* [About this exercise]:
Repeat, exactly as written, all of the entries, but not their pictures.

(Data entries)
*** Block opens ***
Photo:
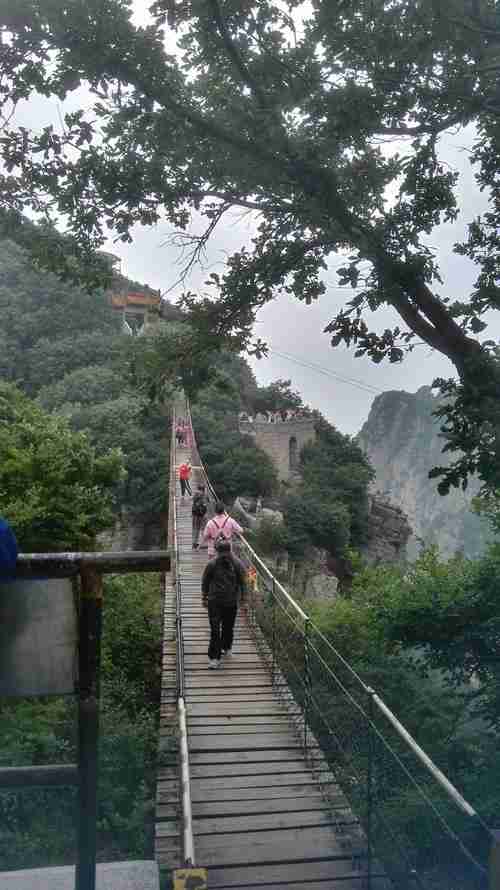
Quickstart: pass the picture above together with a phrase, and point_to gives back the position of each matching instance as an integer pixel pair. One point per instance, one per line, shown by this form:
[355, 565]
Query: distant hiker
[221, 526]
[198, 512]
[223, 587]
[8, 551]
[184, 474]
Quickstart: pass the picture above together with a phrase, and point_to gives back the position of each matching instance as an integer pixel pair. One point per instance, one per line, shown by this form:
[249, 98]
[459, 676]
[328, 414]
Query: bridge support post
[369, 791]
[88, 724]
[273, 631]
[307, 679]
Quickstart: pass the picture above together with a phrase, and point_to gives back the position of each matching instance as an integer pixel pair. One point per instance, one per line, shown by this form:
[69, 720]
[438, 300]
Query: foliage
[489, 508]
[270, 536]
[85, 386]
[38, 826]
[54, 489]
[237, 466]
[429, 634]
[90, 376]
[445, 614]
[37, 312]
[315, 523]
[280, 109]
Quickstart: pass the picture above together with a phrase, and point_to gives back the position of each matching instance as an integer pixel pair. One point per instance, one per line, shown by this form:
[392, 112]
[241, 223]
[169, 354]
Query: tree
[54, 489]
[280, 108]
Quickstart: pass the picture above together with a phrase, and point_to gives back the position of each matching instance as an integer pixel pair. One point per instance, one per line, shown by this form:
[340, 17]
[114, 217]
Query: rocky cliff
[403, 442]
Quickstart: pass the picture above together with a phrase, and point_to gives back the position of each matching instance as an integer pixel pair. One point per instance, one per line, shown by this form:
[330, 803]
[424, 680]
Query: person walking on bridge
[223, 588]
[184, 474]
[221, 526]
*** Block closes ***
* [Your response]:
Photo:
Quickstart: pass the picture above together with a phrase, and point_to gives back the position of each matching instance as an integer pixel pair. One point per instance, one per line, shown by this form:
[355, 565]
Query: distant hiker
[221, 526]
[198, 512]
[223, 587]
[8, 551]
[184, 474]
Quickstart: pass the picture above together with a phrase, and point_to gives back the position of each matching instance as an integer pixel pair. One point per instance, one per line, shown by this form:
[249, 98]
[459, 676]
[328, 414]
Query: bridge support post
[369, 791]
[88, 724]
[273, 631]
[307, 679]
Quickstart: pass the picture above together with a phrase, and point_to gives back the position of each matching instance as an integer pixel pair. One point per instance, one per line, shown by this form:
[69, 720]
[438, 300]
Query: foliage
[489, 508]
[270, 536]
[85, 386]
[38, 826]
[54, 489]
[237, 466]
[429, 634]
[90, 376]
[445, 614]
[37, 312]
[315, 523]
[280, 109]
Quickstart: pass the picture above together with a phrase, and point_to gives back the position of each matching instance as an integer pixel pair. One point per instance, one per line, shown by this form:
[392, 112]
[241, 223]
[169, 354]
Query: tree
[54, 489]
[280, 108]
Quickstart: pass the picture above together with a phrase, and point_to gives back the position of each matching instance as an integer pixel pair. One point per instance, one per line, shown by this form:
[340, 17]
[114, 217]
Query: rocky cliff
[403, 442]
Quickstart: pass the picture above together with a phrase, and point_to gives back the position of each matching instance as an integer pixel pair. One point per instance, one per line, shown by this form:
[330, 803]
[424, 680]
Query: person walking on bridge
[223, 588]
[184, 474]
[221, 526]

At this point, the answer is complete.